=== Consignes de travail ===
**a)** Dans le texte sur les inégalités mondiales, résumez sous forme de liste le paragraphe qui commence par « Alors que doit débuter », en gardant ses chiffres principaux.
**b)** Recopiez le texte sur les inégalités mondiales depuis « Inégalités mondiales : Oxfam » jusqu'à « générale d’Oxfam International. » inclus.

=== Texte présenté ===
----
Inégalités mondiales : Oxfam invite les gouvernements à se réveiller

|
22.01.2019

« Le néolibéralisme aurait dû être discrédité depuis 2007-2008 », estime la directrice générale d’Oxfam International.

Alors que doit débuter, mardi 22 janvier, le traditionnel Forum de Davos, grand raout de l’économie mondiale, Oxfam vient de publier son rapport annuel sur les inégalités. Emaillé, comme souvent, de quelques chiffres vertigineux. Ainsi, en 2018, selon l’organisation, 26 personnes possèdent ainsi autant de richesses que la moitié la plus pauvre de l’humanité ; 1 % de la fortune de Jeff Bezos, le patron d’Amazon et personne la plus riche du monde, équivaut au budget santé de l’Ethiopie et de ses quelque 105 millions d’habitants ; les « super-riches », d’ailleurs, dissimulant au moins 7 600 milliards de dollars aux autorités fiscales, soit un manque à gagner, en termes d’impôts, estimé à 200 milliards de dollars.

Selon Oxfam, tandis que les courbes de l’impôt sur le revenu, sur les successions et sur les sociétés ont diminué jusqu’en 2010, seules les deux premières sont reparties à la hausse il y a une dizaine d’années. Les taxes sur les entreprises, au niveau mondial, poursuivant actuellement leur tendance baissière. Ce qui explique le creusement des inégalités entre population extrêmement riche et moins aisée. « Depuis la crise de 2008, le poids de la fiscalité a été transféré des entreprises vers les ménages, l’augmentation nette des recettes fiscales est attribuable aux impôts sur les salaires et aux taxes sur la consommation comme la TVA [taxe sur la valeur ajoutée, ndlr] », renseigne effectivement l’organisation.
----
=== Données fournies ===
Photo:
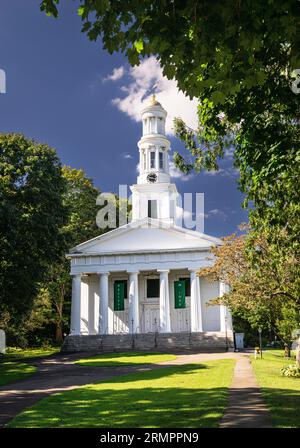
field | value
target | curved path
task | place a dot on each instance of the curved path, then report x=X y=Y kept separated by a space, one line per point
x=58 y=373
----
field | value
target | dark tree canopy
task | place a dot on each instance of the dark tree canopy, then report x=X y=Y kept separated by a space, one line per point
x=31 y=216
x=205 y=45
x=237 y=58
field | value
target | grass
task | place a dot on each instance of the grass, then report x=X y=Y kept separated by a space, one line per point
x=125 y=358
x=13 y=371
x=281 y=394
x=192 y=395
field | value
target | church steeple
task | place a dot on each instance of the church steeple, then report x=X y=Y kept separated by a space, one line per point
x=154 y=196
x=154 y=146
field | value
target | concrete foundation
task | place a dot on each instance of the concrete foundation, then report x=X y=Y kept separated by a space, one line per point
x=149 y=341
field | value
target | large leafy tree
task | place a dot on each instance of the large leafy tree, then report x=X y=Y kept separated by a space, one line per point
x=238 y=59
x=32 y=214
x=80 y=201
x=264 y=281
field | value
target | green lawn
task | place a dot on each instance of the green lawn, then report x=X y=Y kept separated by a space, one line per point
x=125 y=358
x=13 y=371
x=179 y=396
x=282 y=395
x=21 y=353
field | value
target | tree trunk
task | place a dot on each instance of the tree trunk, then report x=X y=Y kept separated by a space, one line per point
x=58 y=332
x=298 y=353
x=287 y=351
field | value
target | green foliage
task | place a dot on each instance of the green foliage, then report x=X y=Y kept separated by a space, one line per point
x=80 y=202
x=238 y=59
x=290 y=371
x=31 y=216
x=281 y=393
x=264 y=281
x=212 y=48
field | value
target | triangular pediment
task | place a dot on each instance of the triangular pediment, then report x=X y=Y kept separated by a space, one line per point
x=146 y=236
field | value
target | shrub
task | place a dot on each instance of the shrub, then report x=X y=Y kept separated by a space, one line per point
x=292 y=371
----
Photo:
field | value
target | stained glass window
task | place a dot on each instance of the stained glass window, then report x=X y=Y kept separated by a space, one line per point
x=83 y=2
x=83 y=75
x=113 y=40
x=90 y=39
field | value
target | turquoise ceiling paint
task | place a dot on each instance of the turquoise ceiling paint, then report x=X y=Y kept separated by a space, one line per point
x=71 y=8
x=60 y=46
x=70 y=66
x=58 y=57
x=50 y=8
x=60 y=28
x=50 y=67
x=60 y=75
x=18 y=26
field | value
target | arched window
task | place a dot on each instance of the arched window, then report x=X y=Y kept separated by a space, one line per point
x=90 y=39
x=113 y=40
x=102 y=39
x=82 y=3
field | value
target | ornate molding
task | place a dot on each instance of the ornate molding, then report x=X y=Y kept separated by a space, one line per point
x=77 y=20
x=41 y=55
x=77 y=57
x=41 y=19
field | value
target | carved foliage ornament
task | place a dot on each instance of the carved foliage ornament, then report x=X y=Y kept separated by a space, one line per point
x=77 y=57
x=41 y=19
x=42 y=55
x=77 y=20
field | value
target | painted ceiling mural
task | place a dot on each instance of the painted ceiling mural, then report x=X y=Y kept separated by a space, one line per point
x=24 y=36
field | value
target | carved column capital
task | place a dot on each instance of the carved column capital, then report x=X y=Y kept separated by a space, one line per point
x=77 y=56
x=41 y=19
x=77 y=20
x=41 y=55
----
=== Réponses par consigne ===
**a)**
- Oxfam publie son rapport annuel sur les inégalités juste avant l'ouverture du Forum de Davos, le mardi 22 janvier.
- Selon Oxfam, en 2018, 26 personnes possèdent autant de richesses que la moitié la plus pauvre de l'humanité.
- 1 % de la fortune de Jeff Bezos, patron d'Amazon et personne la plus riche du monde, équivaut au budget santé de l'Éthiopie, qui compte environ 105 millions d'habitants.
- Les « super-riches » cachent au moins 7 600 milliards de dollars au fisc, ce qui représente environ 200 milliards de dollars d'impôts en moins.

**b)**
Inégalités mondiales : Oxfam invite les gouvernements à se réveiller

|
22.01.2019

« Le néolibéralisme aurait dû être discrédité depuis 2007-2008 », estime la directrice générale d’Oxfam International.